= Set exercise A =
In the rows below, reproduce every line from the line with "Practice. Locate the flag wrapped" to the line with "[(694, 141)]", keeping each line unchanged.

## Begin Source excerpt

I learned much from it, but certain things stand out. First, with 70% of the oxygen we breathe created by blue-green algae that is now in danger in a poisoned ocean, we are even running out of the oxygen we breathe. I thought: if we fuck this up, there's no fixing it. We are already poisoning the oceans, so when is the tipping point? Are we already past it?
So tonight my odd brain started putting the concepts together. How long will it be after we run out of oil (or rather, I used that colloquially and need to correct myself. The crash will come not when it runs out, but when it becomes too expensive to produce the food we rely on for agri-business) .... ahem, how long would it be after we ran out of the oil to produce the food, before each and every major center like Toronto, Chicago, and New York melted down ... not over a silly sporting event or a political issue, but over the basic necessities of life? How do you feed 4 million people in Toronto without the tractors to produce wheat in Saskatchewan, nor the trucks to transport it?
It's not a given, this outcome. Another thing I learned from 'Home': One quarter of the people on the planet use the same means of food production as people used 6000 years ago. I immediately thought: One quarter of the people on the planet would probably be better off if our modern western society collapsed, as they would at least be able to breathe cleaner air while they lived the way they always have.
We in North America, and in Europe, would be looking at a complete breakdown of the institutions that define us should oil run out. We have no experience with making things from scratch like our ancestors had to, even just a mere hundred years ago. Could we make soap? Farm implements? Magazines? What would we do without computers?

## End Source excerpt
## Begin Data section

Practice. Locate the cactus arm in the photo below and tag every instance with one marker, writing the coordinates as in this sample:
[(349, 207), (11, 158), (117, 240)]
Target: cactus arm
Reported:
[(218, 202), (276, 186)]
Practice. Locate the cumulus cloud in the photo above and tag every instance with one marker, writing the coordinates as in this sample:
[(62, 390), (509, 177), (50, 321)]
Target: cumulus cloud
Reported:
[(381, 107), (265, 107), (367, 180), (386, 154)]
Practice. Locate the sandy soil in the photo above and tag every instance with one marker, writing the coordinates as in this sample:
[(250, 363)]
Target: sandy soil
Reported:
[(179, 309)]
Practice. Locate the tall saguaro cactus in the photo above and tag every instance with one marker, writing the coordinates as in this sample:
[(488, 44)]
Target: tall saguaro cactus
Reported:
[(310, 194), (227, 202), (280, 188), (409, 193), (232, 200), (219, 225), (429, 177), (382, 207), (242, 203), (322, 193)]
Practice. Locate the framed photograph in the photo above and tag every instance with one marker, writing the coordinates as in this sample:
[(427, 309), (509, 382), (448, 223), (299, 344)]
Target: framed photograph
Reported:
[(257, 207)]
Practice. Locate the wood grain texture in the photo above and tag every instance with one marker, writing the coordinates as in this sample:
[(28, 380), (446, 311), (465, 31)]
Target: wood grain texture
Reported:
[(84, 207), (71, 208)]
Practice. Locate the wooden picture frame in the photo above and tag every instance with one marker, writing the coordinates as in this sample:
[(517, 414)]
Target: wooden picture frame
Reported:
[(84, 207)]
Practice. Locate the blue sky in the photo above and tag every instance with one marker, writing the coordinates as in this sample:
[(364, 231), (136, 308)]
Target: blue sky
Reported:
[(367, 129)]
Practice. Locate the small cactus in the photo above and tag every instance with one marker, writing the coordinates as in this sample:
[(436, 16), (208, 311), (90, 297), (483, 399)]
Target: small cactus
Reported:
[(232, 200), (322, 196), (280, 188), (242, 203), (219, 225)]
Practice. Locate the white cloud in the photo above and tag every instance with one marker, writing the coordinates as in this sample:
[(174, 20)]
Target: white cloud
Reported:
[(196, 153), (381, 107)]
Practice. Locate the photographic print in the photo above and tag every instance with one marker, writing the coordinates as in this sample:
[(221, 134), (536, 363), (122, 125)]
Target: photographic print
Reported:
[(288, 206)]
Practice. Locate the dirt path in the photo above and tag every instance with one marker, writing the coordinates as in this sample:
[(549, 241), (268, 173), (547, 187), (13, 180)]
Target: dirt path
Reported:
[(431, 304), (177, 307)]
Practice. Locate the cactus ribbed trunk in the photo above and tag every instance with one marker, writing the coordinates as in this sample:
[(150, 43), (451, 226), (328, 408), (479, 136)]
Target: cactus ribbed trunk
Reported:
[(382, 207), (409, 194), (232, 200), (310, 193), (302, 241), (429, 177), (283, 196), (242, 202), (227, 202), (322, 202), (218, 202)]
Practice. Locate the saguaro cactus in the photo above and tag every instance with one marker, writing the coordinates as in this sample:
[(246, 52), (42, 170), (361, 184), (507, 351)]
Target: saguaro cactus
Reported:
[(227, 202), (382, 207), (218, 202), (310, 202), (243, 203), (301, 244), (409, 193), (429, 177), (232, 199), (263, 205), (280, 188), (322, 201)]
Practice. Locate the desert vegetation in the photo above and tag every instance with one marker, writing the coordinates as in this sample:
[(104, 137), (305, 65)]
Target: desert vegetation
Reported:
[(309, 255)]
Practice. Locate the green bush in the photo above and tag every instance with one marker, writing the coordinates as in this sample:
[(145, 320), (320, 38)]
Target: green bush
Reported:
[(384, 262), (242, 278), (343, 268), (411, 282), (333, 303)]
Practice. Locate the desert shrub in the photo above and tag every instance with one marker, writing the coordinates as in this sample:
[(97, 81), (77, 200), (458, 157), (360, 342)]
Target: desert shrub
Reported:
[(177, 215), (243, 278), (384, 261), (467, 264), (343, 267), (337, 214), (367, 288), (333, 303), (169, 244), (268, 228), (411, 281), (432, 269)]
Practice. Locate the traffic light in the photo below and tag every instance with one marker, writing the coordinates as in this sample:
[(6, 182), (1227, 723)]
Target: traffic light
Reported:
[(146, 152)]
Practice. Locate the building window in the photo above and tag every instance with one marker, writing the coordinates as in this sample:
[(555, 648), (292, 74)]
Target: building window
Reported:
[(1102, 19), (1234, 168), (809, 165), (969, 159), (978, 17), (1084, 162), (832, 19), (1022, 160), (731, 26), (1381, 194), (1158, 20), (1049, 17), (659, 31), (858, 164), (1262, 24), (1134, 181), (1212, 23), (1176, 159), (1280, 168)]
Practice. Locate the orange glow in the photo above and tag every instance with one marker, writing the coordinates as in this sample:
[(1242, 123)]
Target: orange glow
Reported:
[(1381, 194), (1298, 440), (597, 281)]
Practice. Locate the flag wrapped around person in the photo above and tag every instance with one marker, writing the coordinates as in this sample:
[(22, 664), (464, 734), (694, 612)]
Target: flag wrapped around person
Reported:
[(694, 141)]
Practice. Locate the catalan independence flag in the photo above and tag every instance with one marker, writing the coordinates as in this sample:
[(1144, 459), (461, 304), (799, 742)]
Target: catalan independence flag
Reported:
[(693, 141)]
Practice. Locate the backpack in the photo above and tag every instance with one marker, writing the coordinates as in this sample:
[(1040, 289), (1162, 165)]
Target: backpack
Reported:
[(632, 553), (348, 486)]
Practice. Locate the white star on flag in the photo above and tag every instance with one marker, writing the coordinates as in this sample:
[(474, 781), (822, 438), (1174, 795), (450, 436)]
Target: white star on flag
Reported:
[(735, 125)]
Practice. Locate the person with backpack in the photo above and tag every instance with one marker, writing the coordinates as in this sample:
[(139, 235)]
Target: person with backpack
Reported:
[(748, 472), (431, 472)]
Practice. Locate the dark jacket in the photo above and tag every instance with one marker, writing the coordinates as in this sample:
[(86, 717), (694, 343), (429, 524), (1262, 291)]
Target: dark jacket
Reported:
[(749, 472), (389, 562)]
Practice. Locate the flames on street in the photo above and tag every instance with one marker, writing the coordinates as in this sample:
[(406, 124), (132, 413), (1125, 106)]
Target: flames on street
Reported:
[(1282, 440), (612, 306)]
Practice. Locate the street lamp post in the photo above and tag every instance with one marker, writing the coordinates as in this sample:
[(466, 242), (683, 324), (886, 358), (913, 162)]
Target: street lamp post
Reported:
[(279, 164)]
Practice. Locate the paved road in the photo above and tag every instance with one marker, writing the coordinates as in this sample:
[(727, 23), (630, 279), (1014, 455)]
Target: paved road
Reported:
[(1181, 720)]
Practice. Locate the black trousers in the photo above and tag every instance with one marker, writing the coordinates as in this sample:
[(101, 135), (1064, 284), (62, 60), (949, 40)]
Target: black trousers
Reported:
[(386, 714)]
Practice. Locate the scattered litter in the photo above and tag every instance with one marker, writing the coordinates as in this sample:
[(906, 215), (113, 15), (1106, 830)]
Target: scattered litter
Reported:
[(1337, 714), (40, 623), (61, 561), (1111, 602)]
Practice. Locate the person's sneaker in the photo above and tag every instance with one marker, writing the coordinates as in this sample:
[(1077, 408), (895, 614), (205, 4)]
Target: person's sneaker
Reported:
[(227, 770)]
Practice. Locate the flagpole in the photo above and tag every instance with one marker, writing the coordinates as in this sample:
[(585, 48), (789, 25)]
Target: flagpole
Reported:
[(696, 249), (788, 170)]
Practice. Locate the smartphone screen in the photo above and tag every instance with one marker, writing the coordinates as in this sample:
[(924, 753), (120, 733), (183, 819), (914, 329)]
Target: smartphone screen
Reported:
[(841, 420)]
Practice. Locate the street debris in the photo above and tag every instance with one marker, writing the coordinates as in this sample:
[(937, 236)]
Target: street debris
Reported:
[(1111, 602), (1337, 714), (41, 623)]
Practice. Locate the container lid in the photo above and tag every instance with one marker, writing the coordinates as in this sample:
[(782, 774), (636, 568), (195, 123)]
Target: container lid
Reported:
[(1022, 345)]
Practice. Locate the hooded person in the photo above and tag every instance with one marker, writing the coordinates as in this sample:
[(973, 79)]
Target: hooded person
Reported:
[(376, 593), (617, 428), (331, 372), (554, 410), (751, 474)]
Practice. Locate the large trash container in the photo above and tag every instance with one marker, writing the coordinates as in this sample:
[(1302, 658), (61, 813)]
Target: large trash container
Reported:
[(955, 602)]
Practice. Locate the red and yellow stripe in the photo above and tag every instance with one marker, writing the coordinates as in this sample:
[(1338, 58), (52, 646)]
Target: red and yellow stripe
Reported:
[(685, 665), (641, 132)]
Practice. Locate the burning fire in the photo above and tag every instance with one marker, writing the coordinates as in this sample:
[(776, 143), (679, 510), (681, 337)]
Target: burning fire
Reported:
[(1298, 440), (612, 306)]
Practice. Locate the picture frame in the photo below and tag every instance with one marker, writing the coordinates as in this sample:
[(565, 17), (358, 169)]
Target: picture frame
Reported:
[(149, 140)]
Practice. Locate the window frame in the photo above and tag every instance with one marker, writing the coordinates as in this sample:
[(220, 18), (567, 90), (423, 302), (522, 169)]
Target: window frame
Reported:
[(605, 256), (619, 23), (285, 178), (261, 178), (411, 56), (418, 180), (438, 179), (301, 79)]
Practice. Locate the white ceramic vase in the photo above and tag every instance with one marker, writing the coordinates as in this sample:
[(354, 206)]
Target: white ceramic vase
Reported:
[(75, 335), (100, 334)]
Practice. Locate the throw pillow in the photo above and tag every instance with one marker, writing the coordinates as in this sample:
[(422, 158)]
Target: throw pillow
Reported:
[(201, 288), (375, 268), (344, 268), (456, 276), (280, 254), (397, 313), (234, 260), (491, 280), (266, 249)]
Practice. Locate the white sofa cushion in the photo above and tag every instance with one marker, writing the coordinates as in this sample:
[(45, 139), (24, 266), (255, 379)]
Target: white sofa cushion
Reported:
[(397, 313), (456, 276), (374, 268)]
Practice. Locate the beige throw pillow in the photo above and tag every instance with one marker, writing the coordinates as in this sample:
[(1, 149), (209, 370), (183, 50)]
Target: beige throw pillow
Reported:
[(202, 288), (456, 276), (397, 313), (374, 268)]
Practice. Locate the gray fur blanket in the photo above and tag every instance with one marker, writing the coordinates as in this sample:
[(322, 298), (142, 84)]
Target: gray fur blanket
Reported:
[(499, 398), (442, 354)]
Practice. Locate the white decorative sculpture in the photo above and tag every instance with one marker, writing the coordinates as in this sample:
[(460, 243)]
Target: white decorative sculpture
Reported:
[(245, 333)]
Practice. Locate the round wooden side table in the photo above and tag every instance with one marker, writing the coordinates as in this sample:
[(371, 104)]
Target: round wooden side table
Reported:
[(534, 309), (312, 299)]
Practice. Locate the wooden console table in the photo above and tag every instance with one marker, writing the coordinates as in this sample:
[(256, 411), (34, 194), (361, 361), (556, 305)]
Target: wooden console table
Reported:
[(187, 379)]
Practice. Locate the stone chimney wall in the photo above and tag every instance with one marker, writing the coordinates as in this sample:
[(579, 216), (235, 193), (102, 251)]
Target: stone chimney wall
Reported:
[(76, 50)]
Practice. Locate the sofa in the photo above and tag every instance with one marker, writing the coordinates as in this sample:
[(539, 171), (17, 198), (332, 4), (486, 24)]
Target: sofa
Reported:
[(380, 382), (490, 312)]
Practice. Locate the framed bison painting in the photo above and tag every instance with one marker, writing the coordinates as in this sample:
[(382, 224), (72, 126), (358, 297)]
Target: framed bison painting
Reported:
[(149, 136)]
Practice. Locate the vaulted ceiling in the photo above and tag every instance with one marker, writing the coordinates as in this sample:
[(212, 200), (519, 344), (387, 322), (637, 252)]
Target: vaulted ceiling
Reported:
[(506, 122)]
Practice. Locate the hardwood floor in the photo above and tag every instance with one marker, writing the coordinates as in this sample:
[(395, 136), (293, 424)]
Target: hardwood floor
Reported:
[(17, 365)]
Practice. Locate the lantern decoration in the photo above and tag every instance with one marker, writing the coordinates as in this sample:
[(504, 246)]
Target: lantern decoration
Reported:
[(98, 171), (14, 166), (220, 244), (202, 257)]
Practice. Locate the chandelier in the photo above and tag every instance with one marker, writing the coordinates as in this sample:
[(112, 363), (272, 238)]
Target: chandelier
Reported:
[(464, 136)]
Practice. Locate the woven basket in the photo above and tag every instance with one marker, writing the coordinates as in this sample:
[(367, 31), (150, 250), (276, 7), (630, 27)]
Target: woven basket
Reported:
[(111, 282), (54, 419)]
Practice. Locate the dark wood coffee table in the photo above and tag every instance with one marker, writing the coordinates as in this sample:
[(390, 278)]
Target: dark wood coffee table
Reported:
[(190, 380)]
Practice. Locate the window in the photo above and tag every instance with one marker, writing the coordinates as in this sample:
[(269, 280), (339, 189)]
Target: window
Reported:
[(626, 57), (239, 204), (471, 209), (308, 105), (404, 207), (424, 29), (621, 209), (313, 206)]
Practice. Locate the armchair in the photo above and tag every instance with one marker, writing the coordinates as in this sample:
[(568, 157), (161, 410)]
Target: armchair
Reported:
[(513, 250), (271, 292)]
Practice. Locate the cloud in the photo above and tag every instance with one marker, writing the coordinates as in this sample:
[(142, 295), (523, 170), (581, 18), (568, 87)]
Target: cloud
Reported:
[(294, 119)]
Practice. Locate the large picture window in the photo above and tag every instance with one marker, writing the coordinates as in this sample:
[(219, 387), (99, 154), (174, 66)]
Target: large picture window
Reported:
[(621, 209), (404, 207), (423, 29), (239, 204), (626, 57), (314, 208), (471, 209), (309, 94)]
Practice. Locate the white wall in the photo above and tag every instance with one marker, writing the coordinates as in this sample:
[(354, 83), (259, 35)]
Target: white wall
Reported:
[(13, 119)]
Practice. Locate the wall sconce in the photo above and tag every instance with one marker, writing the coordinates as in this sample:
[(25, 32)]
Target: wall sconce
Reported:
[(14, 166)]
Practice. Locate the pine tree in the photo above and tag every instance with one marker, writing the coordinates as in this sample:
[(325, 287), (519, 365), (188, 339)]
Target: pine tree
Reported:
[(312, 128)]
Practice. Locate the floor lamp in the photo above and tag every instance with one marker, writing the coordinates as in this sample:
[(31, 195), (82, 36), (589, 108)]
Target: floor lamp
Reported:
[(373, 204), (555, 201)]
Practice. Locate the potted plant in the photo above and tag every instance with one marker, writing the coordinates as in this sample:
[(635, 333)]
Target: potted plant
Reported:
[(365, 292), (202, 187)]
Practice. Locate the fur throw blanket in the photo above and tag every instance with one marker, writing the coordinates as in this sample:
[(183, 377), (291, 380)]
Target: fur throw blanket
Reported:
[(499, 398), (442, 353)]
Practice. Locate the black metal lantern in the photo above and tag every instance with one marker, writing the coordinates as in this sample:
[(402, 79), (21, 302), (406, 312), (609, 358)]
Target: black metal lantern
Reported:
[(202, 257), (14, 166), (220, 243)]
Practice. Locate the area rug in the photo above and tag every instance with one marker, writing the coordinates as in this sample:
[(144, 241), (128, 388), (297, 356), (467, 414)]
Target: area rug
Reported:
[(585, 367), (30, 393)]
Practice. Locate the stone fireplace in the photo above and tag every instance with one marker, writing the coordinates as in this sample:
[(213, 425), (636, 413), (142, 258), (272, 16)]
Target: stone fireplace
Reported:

## End Data section

= Set exercise B =
In the piece about running out of oil above, write out the passage from "So tonight my" to "to transport it?" word for word.

= Output A =
Practice. Locate the flag wrapped around person in the photo above and tag every instance with one marker, writing the coordinates as in this sample:
[(22, 664), (464, 734), (694, 612)]
Target: flag wrapped around person
Reported:
[(694, 141)]

= Output B =
So tonight my odd brain started putting the concepts together. How long will it be after we run out of oil (or rather, I used that colloquially and need to correct myself. The crash will come not when it runs out, but when it becomes too expensive to produce the food we rely on for agri-business) .... ahem, how long would it be after we ran out of the oil to produce the food, before each and every major center like Toronto, Chicago, and New York melted down ... not over a silly sporting event or a political issue, but over the basic necessities of life? How do you feed 4 million people in Toronto without the tractors to produce wheat in Saskatchewan, nor the trucks to transport it?